EXTRACTED TEXT:

****************************************

UH Med Now
UH medical students take part in international project to eradicate TB in the Marshall Islands
Pictured: L-R: Dr. Yusuke Kobayashi (JABSOM MD 2017) with Orlando Salazar, x-ray technician at Lanakila Health Center, during their volunteer work in the Marshall Islands.
By Tina Shelton, UH Med Now
Medical students from the John A. Burns School of Medicine (JABSOM) traveled more than 2,500 miles to help fight tuberculosis (TB) in Ebeye, the most populated island of Kwajalein Atoll, and one of three “hotspots” for tuberculosis in the Pacific region identified by the Centers for Disease Control (CDC) and Prevention.
The massive TB screening program was launched by last year with registration and record collection. Then came action, and that’s where the University of Hawaiʻi at Mānoa (UHM) medical students entered the scene. On the ground for three weeks, they helped to screen some 5,600 residents of Ebeye in the Marshall Islands’ largest-ever effort ever to eradicate the disease. TB is a bacterial infection that can be fatal. It most often attacks the lungs and can be spread through coughs, but it can also harm other organs.

****************************************

PROVIDED RECORDS:
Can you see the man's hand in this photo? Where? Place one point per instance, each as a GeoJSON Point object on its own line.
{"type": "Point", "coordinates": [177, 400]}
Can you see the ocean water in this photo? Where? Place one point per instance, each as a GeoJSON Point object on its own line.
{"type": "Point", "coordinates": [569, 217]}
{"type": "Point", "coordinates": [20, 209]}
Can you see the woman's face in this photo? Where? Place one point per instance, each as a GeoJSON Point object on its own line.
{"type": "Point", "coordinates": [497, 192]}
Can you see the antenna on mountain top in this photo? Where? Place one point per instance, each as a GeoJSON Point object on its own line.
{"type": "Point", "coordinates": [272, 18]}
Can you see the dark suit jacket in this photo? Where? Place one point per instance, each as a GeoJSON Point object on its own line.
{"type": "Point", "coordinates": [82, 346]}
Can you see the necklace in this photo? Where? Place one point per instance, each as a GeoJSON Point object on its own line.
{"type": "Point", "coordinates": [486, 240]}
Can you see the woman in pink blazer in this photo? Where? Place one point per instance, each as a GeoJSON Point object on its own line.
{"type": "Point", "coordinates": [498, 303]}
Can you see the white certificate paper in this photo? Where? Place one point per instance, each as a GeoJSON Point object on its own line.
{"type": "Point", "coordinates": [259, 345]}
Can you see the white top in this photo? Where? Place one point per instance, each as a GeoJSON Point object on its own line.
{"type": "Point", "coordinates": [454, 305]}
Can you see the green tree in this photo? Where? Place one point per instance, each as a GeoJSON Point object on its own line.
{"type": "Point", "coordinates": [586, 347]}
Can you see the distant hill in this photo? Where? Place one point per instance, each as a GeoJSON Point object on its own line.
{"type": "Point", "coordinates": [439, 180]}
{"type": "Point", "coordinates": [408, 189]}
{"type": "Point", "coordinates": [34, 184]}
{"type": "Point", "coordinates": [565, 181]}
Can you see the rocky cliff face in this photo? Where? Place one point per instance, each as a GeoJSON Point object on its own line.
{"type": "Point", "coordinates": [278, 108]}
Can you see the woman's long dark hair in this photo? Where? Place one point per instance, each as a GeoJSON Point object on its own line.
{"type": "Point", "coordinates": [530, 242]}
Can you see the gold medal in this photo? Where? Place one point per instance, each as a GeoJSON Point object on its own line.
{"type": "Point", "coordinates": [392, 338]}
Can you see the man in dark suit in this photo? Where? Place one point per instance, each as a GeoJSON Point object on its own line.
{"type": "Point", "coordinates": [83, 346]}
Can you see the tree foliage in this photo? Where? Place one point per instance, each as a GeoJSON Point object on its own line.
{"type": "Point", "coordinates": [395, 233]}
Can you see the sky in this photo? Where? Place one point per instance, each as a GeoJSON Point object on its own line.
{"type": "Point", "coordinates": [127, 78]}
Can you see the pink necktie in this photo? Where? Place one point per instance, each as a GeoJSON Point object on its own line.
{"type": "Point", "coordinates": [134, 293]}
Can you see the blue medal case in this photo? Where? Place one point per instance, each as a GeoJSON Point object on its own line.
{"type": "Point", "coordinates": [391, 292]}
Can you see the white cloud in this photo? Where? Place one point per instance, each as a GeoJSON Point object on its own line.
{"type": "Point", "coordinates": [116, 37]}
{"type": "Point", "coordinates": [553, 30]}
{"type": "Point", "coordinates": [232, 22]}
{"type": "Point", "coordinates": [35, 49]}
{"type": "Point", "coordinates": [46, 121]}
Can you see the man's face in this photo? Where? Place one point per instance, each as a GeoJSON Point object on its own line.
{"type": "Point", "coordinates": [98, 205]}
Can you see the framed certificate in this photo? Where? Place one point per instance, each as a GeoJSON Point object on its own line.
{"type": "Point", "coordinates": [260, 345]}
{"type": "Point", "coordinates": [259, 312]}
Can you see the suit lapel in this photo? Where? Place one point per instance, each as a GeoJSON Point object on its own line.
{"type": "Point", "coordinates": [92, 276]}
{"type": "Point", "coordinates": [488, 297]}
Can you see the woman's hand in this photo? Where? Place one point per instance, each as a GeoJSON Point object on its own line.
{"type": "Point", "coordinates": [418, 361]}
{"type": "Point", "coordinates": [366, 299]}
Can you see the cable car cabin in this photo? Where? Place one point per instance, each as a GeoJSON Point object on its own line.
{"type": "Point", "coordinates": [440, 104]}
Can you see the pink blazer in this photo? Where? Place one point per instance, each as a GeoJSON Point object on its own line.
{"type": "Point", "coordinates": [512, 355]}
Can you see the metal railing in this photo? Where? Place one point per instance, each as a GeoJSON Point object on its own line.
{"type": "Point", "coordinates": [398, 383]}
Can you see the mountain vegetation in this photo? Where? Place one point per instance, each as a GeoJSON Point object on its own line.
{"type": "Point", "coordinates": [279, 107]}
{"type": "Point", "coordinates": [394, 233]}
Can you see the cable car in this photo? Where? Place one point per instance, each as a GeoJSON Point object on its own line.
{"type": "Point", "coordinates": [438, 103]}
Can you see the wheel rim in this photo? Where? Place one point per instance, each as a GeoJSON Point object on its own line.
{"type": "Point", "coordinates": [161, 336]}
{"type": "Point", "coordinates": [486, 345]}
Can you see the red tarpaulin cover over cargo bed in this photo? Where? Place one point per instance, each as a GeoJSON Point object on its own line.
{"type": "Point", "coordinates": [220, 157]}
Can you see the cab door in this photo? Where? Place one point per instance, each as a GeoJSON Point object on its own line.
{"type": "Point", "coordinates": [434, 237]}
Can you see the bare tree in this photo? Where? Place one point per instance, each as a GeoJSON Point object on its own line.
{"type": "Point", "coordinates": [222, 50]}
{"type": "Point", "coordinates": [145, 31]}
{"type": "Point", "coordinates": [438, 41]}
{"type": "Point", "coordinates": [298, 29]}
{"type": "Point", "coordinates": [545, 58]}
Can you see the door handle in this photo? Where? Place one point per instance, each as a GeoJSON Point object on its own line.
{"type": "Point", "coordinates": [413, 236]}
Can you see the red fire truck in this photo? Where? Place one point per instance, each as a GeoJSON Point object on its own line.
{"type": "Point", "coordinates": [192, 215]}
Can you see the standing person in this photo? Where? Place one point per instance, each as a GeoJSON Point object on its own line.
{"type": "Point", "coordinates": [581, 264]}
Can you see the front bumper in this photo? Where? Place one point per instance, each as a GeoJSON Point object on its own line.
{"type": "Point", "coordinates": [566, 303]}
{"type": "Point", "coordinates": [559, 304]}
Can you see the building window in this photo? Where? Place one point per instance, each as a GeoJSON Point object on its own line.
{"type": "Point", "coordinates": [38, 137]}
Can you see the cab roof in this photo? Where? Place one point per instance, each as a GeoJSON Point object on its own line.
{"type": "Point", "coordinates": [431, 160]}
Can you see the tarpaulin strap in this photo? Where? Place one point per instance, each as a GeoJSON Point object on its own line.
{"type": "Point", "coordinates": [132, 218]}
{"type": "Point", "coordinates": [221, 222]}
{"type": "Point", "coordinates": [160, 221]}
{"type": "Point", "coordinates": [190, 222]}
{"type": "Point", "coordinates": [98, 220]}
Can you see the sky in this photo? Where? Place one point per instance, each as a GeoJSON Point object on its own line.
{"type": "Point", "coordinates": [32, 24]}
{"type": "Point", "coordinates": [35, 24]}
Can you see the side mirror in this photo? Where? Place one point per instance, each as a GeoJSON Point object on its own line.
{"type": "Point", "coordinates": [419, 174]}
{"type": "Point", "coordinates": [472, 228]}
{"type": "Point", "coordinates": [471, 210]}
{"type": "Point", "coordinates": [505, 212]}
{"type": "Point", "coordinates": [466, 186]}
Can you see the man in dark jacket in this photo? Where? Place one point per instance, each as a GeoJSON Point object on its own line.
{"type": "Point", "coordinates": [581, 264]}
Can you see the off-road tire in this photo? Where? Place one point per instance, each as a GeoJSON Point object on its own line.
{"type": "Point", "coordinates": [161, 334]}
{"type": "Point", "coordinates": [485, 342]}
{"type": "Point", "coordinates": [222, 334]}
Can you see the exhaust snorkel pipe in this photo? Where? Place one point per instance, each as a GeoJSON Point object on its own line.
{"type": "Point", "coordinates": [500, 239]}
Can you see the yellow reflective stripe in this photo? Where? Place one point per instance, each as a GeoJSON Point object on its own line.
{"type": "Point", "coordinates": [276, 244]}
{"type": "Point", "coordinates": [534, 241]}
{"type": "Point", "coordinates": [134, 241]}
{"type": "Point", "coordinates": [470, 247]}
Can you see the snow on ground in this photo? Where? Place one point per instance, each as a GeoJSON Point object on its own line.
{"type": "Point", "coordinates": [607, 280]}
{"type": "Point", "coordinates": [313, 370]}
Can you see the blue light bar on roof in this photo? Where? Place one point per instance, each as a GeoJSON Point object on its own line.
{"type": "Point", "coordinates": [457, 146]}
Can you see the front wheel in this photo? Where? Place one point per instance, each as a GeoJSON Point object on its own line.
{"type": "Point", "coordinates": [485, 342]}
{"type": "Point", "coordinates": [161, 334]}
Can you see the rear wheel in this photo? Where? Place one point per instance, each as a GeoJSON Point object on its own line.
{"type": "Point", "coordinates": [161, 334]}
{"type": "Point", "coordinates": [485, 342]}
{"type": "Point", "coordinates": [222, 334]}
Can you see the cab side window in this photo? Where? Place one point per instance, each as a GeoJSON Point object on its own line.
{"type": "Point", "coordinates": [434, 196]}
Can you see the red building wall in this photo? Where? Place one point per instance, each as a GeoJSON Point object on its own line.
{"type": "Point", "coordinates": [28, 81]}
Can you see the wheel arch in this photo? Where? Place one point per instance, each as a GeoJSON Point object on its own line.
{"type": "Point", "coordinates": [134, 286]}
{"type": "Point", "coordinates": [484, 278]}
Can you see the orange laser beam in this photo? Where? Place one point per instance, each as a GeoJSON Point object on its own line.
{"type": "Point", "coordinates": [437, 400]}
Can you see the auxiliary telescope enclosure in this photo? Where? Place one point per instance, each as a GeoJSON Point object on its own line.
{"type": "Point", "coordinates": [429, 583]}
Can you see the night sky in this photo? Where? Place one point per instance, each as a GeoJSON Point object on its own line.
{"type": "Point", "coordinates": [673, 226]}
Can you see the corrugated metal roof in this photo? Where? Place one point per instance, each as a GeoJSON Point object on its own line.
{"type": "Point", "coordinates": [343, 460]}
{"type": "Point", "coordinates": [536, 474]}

****************************************

ACTIVITY LIST:
a: Could you rewrite the TB screening article from "By Tina Shelton, UH" to "harm other organs.", changing "Ebeye" to "Ebeye Island"?
b: What comes next in the article on the Marshall Islands TB screening? Continue it from its final sentence.

YOUR WRITTEN ANSWERS:
a:
By Tina Shelton, UH Med Now
Medical students from the John A. Burns School of Medicine (JABSOM) traveled more than 2,500 miles to help fight tuberculosis (TB) in Ebeye Island, the most populated island of Kwajalein Atoll, and one of three “hotspots” for tuberculosis in the Pacific region identified by the Centers for Disease Control (CDC) and Prevention.
The massive TB screening program was launched by last year with registration and record collection. Then came action, and that’s where the University of Hawaiʻi at Mānoa (UHM) medical students entered the scene. On the ground for three weeks, they helped to screen some 5,600 residents of Ebeye Island in the Marshall Islands’ largest-ever effort ever to eradicate the disease. TB is a bacterial infection that can be fatal. It most often attacks the lungs and can be spread through coughs, but it can also harm other organs.

b:
Class of 2017 medical students (now MDs) Nash Witten and Yusuke Kobayashi were joined by their faculty advisor, Dr. Seiji Yamada of the JABSOM Department of Family Medicine and Community Health, along with teams of RMI health workers, regional Pacific TB staff, international volunteers, and representatives from the CDC and the World Health Organization.